## begin

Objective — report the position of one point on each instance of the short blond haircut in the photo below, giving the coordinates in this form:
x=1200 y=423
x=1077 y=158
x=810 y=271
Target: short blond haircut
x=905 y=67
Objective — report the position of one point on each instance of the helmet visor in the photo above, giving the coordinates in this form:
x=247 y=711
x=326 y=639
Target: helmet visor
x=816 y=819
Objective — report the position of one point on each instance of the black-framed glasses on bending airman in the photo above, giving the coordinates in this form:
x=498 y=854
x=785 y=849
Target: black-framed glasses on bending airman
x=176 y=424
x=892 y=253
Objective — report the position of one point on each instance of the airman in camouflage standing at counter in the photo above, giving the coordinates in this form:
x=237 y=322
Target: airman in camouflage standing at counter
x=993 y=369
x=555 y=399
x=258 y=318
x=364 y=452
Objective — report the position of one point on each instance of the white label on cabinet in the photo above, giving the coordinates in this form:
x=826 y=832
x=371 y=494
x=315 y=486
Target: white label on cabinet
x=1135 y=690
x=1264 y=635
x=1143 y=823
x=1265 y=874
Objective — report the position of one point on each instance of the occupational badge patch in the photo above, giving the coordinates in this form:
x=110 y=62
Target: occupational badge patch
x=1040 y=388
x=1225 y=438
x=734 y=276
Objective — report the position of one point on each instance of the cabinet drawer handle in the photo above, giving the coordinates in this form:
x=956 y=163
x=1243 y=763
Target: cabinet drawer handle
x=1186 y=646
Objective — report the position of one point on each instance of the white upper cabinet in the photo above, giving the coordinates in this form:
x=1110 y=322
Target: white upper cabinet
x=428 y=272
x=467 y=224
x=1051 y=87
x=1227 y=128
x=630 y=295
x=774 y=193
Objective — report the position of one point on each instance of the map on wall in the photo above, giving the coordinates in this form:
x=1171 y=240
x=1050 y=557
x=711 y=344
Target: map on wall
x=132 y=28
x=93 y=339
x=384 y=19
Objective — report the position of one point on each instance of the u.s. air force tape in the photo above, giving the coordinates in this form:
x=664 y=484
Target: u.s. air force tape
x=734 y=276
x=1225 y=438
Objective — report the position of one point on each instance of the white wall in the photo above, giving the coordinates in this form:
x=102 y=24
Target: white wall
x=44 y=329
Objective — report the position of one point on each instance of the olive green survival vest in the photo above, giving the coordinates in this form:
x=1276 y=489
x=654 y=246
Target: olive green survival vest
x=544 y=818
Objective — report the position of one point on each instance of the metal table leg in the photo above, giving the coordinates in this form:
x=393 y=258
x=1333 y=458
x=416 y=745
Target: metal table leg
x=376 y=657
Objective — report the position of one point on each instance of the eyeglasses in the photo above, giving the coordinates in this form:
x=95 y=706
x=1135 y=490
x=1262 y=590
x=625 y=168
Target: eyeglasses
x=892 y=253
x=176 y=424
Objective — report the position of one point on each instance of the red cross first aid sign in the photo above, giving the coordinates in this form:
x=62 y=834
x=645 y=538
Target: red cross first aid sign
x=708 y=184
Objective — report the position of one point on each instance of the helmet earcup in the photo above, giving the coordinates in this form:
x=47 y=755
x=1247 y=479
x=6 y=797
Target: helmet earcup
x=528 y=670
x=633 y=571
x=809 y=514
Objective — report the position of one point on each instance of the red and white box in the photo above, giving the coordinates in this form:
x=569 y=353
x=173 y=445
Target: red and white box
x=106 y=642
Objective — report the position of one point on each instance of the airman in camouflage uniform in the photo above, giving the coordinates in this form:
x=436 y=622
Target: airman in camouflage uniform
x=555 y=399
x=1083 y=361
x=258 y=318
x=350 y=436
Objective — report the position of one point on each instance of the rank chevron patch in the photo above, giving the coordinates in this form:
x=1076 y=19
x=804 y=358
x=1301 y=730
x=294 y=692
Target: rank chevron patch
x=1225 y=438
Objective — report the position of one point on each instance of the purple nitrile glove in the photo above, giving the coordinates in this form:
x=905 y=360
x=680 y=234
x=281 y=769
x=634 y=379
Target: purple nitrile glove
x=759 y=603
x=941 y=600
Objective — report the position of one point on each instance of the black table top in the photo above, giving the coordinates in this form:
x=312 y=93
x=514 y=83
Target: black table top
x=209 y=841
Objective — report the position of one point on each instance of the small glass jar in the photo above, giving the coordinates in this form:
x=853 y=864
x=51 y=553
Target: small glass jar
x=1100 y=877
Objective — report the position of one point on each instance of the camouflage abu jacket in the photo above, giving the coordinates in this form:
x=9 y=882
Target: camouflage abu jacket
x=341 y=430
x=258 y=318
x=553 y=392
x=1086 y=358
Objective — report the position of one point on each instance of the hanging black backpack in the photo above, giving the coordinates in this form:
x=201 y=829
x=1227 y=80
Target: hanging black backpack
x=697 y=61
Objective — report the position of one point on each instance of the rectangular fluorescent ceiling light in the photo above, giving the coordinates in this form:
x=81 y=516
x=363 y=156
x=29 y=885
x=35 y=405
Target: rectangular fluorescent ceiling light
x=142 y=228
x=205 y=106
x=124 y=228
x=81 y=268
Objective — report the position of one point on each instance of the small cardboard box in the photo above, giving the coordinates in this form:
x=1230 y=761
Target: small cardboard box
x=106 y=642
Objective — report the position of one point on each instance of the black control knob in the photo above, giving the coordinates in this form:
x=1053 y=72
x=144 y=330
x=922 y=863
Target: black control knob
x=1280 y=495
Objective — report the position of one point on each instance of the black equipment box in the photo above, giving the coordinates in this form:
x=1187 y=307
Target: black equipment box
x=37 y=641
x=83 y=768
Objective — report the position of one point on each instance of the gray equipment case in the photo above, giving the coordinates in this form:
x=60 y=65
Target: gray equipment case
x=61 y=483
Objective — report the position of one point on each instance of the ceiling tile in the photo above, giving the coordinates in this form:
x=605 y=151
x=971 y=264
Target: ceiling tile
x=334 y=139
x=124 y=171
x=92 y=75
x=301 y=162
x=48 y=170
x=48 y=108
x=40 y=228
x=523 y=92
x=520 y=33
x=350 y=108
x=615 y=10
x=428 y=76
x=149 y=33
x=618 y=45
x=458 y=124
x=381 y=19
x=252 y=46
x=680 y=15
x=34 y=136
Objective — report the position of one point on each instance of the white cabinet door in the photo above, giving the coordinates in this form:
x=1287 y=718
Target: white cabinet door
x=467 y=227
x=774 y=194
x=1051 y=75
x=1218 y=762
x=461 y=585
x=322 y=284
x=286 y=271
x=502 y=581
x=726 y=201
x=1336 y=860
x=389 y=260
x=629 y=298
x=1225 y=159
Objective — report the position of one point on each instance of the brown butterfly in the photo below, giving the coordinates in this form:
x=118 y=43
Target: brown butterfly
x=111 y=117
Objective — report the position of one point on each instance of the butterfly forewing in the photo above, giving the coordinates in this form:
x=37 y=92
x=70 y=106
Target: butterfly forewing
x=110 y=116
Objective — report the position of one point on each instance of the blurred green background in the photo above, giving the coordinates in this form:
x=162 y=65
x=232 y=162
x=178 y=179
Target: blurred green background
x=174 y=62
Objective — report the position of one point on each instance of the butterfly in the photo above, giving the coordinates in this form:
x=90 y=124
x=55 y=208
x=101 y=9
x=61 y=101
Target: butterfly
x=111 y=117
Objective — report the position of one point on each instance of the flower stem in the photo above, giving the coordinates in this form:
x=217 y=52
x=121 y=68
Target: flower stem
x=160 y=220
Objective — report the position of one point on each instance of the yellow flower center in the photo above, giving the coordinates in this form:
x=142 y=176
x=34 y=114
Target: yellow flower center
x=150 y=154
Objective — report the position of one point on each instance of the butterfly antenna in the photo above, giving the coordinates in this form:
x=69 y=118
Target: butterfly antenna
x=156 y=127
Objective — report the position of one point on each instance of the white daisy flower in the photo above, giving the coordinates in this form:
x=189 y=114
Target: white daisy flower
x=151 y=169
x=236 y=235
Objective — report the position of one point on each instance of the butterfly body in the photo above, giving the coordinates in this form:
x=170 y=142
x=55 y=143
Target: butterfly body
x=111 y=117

## end

Work to complete>
Starting at the beginning of the listing and ending at the line that contains "x=364 y=452", give those lines again with "airman" swapped for "sergeant" and everything else left as is.

Exercise result>
Objective — report the position of one point on each instance of the short blond haircut in the photo below, giving the coordinates in this form:
x=1200 y=423
x=1077 y=158
x=810 y=271
Target: short blond haircut
x=905 y=67
Objective — report the position of one point on each instance of the helmet visor in the photo above, giving the coordinates in this form:
x=247 y=711
x=326 y=639
Target: helmet visor
x=816 y=819
Objective — report the position of one point on each instance of the black-framed glasses on bending sergeant in the photo above, giving the coordinates in this form:
x=498 y=854
x=785 y=849
Target: black-framed glasses on bending sergeant
x=176 y=424
x=892 y=253
Objective — report the position of one point on each instance of the sergeant in camouflage standing at counter in the photo above, giving the coordinates in this form:
x=237 y=322
Target: sergeant in camouflage standing at counter
x=993 y=369
x=555 y=399
x=258 y=318
x=364 y=452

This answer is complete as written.